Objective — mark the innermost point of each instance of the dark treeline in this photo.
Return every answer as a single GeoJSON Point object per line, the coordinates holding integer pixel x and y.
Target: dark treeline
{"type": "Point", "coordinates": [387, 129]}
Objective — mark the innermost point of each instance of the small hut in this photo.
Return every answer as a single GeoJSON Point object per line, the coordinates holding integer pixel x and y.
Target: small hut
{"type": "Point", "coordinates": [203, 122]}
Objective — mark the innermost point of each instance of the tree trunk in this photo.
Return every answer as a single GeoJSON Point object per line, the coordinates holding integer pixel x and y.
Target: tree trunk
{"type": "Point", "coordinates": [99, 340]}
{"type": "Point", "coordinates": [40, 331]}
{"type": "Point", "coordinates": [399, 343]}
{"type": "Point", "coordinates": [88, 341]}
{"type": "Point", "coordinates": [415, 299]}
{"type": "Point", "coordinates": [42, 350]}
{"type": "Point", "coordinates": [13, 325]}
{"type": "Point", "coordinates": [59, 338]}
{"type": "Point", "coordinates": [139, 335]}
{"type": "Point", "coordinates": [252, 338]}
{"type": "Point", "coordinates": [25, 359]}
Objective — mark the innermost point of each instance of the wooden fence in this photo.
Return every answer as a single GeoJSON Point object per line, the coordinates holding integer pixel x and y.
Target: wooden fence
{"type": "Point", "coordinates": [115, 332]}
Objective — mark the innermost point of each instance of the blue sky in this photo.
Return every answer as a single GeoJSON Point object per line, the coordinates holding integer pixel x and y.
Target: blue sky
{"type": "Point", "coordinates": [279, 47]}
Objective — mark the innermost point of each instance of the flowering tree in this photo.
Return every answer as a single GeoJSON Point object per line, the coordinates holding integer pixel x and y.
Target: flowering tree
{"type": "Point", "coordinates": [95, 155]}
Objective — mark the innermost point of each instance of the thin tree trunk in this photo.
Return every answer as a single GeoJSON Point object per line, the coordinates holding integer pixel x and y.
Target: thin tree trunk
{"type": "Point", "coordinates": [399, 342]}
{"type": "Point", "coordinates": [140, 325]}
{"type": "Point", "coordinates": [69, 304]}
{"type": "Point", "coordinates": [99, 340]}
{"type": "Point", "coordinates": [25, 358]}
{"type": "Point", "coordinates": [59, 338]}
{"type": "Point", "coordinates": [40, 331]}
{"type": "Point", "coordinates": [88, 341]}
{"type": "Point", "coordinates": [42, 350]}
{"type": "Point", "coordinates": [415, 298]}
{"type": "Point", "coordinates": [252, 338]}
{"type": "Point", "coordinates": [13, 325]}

..............................

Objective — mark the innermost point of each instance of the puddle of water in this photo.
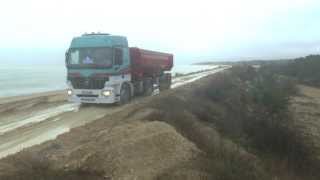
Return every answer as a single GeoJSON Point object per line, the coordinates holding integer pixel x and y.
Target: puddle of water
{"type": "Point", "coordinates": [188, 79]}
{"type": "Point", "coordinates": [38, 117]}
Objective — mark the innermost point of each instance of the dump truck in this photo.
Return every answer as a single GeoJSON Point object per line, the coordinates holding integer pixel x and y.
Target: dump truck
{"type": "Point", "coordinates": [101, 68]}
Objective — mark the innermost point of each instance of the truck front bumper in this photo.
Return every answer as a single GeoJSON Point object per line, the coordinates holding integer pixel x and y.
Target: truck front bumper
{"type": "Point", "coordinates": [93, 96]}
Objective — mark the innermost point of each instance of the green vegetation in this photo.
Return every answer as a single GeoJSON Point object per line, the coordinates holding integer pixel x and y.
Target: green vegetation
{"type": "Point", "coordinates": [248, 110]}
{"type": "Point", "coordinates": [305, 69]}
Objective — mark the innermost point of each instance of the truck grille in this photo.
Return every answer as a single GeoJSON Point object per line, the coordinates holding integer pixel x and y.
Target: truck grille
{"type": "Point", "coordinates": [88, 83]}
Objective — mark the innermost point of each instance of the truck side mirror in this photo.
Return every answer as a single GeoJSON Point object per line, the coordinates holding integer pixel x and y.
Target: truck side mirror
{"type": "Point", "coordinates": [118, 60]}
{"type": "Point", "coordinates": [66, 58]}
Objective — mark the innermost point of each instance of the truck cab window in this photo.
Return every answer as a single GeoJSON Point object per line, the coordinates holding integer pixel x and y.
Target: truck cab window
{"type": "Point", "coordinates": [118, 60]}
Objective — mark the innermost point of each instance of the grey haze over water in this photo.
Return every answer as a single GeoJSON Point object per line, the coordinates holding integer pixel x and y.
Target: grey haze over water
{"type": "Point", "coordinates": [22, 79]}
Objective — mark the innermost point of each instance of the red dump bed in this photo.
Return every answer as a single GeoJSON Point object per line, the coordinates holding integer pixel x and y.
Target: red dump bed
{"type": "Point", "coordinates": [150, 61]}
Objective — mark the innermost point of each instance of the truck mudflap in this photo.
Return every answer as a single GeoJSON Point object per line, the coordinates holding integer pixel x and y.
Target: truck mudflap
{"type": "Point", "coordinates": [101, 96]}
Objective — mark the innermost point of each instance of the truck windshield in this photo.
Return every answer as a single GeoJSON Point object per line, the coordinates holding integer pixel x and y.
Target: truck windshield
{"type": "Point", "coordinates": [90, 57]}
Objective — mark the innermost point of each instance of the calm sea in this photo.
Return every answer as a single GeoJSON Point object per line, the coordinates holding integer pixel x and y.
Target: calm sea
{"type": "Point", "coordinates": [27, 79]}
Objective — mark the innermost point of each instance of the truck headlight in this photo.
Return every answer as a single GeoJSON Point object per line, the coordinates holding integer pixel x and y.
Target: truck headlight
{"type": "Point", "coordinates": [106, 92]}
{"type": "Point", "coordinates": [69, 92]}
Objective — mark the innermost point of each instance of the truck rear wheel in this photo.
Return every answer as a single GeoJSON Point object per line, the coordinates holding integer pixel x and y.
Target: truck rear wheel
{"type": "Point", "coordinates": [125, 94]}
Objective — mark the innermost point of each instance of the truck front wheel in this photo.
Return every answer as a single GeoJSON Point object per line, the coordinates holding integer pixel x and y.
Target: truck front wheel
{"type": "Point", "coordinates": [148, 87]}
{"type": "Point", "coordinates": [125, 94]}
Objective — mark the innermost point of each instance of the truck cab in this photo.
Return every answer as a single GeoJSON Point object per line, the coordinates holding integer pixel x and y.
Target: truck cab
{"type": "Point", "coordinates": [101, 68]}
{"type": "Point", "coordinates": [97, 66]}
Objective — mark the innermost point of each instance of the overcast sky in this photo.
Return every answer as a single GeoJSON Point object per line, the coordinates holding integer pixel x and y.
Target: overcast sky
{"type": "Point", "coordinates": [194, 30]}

..............................

How many lines in the items above contain the word "calm", with case counting? Give only the number.

2